#### [Instructions for the task]
Copy out every line in the entries below that contains the string "grass". Case counts.

#### [Excerpted data]
----

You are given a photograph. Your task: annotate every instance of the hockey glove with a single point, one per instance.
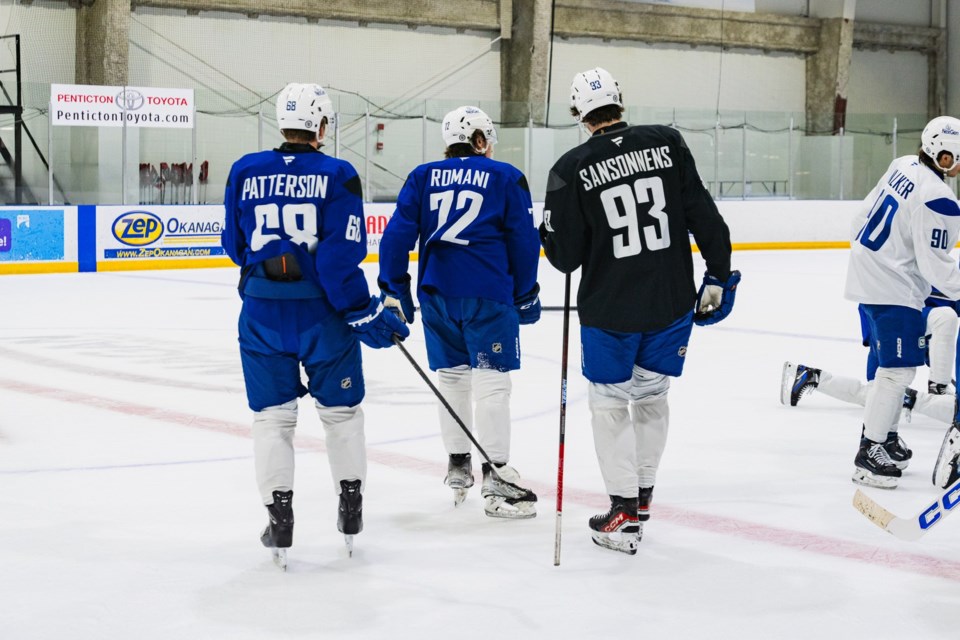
(399, 302)
(715, 299)
(374, 327)
(528, 305)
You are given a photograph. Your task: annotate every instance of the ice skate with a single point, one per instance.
(797, 380)
(909, 402)
(940, 389)
(350, 512)
(619, 528)
(945, 470)
(874, 467)
(644, 499)
(897, 450)
(459, 476)
(503, 497)
(278, 535)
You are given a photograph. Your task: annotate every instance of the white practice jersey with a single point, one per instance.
(902, 238)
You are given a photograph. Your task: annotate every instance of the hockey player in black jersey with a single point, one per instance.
(621, 207)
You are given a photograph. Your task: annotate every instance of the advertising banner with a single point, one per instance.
(126, 234)
(80, 105)
(32, 235)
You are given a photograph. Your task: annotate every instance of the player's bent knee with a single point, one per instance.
(278, 417)
(333, 416)
(648, 384)
(490, 382)
(455, 378)
(899, 376)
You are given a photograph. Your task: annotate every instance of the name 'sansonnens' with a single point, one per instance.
(625, 164)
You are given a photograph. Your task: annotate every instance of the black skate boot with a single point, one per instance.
(459, 476)
(938, 389)
(278, 536)
(945, 471)
(909, 402)
(797, 380)
(873, 466)
(897, 450)
(503, 497)
(644, 498)
(350, 512)
(619, 528)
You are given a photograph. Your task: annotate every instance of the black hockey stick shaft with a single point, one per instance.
(563, 416)
(443, 401)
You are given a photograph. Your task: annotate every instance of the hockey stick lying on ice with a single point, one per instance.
(913, 528)
(493, 467)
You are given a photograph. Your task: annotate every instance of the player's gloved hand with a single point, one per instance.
(715, 299)
(398, 300)
(528, 305)
(374, 326)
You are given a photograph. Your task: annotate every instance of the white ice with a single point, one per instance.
(128, 507)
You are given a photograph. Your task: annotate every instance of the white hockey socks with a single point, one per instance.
(492, 389)
(613, 437)
(884, 401)
(273, 456)
(455, 385)
(942, 328)
(346, 443)
(843, 388)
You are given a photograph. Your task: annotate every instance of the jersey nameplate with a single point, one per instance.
(625, 164)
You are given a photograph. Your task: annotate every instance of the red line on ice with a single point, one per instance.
(723, 525)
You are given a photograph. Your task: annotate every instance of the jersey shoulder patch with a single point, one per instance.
(944, 206)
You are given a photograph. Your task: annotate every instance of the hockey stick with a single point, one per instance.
(563, 416)
(443, 401)
(916, 527)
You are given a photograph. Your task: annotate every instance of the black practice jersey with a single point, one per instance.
(622, 206)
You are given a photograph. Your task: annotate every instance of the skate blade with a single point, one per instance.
(625, 542)
(279, 558)
(867, 479)
(786, 382)
(499, 507)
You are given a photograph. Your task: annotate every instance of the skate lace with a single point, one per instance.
(879, 455)
(806, 382)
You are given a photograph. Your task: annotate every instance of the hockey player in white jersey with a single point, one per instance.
(900, 247)
(941, 317)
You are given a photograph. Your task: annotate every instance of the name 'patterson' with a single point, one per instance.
(625, 164)
(284, 185)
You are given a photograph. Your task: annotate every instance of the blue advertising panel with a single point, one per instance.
(30, 235)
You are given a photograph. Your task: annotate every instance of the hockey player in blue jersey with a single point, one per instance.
(478, 258)
(295, 226)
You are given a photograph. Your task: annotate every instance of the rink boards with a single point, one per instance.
(90, 238)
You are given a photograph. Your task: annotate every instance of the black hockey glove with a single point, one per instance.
(715, 299)
(528, 305)
(374, 326)
(399, 302)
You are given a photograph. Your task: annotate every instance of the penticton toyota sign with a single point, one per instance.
(102, 106)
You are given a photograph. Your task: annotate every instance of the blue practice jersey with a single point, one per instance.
(299, 201)
(474, 220)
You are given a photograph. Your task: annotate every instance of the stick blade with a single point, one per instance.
(898, 527)
(872, 510)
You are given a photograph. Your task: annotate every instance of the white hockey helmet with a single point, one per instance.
(941, 134)
(459, 125)
(593, 89)
(303, 106)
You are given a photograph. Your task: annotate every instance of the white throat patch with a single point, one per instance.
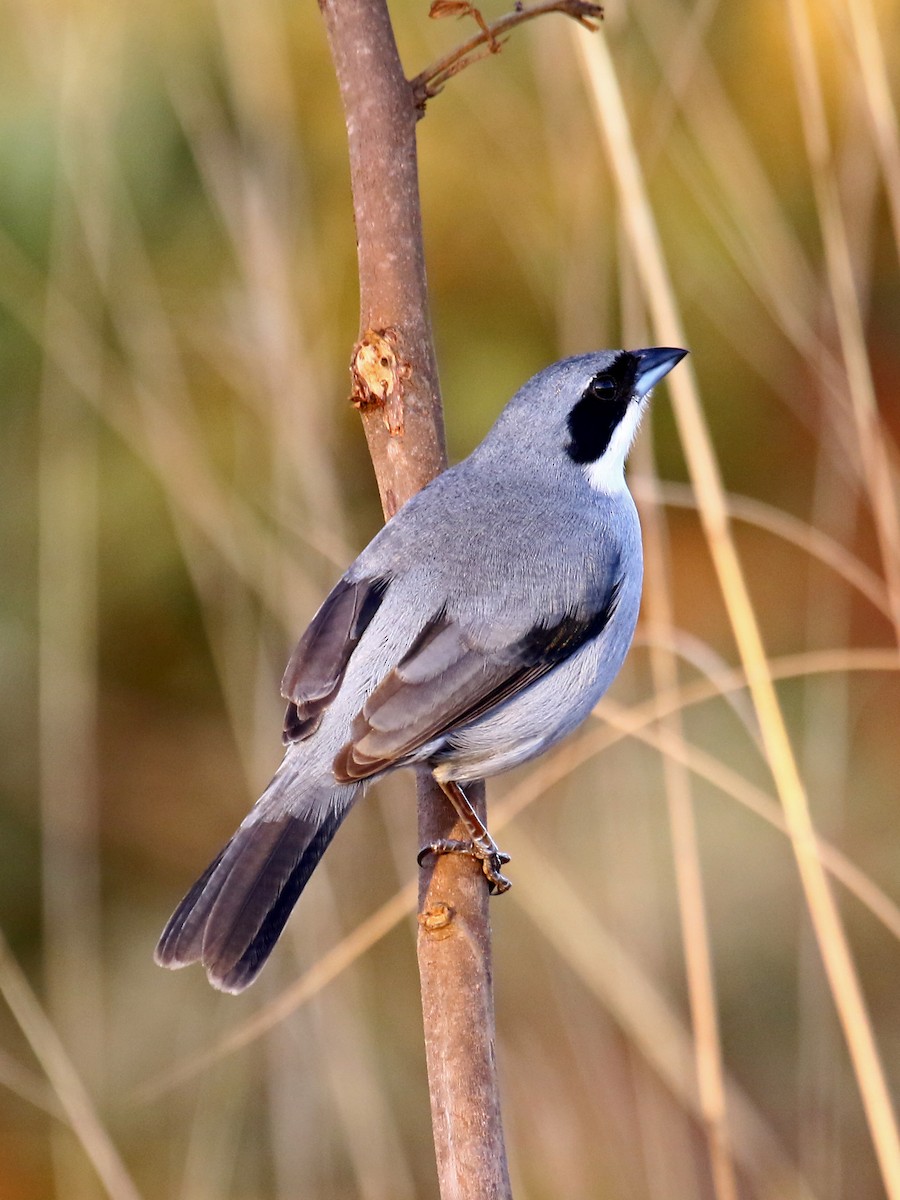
(607, 474)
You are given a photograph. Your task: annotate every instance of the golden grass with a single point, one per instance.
(186, 316)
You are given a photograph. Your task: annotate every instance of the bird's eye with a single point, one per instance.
(603, 388)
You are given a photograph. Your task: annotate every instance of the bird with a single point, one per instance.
(478, 628)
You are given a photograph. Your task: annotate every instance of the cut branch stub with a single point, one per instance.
(378, 372)
(489, 40)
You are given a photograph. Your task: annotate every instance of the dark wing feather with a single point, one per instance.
(445, 681)
(319, 660)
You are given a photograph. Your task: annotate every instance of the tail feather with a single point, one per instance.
(233, 916)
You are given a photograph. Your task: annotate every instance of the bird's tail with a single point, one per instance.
(234, 913)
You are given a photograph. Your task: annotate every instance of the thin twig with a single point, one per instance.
(431, 81)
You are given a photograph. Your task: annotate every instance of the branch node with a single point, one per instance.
(437, 918)
(378, 372)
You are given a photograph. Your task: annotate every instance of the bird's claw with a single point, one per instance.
(490, 857)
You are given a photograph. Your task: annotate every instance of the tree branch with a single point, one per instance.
(431, 81)
(395, 387)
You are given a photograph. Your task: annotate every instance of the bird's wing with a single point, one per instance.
(319, 660)
(447, 681)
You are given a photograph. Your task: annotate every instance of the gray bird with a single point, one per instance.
(474, 631)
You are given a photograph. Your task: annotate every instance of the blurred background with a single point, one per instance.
(184, 479)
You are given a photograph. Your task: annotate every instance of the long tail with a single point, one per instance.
(234, 913)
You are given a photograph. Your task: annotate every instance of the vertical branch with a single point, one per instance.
(395, 387)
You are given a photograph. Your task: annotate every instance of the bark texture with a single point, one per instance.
(395, 387)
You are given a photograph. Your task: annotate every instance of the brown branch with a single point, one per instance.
(395, 387)
(431, 81)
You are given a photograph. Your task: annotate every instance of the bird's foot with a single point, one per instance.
(485, 851)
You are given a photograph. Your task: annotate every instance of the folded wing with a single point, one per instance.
(319, 660)
(447, 681)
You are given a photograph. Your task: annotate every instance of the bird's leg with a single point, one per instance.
(481, 845)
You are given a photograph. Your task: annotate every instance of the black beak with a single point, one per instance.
(654, 364)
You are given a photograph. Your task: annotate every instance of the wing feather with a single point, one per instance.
(318, 664)
(447, 681)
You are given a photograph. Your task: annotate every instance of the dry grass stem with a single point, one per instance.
(832, 941)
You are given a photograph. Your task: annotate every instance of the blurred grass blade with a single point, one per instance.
(685, 861)
(64, 1079)
(870, 433)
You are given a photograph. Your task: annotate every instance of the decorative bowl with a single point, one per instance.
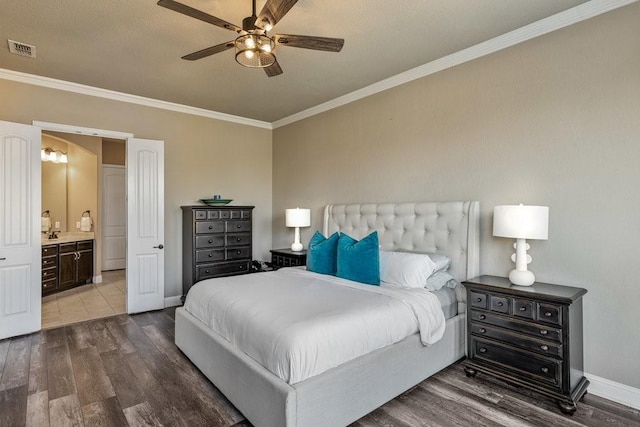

----

#### [Exercise result]
You are given a photograph. Your task: annotate every instance of the golden grass with a single point, one per instance.
You are given a photograph. Your task: annotate every instance of the dry grass stem with a single point, one per instance.
You are given a photograph. Your task: annotate every instance of the blurred grass blade with a single point, one per instance.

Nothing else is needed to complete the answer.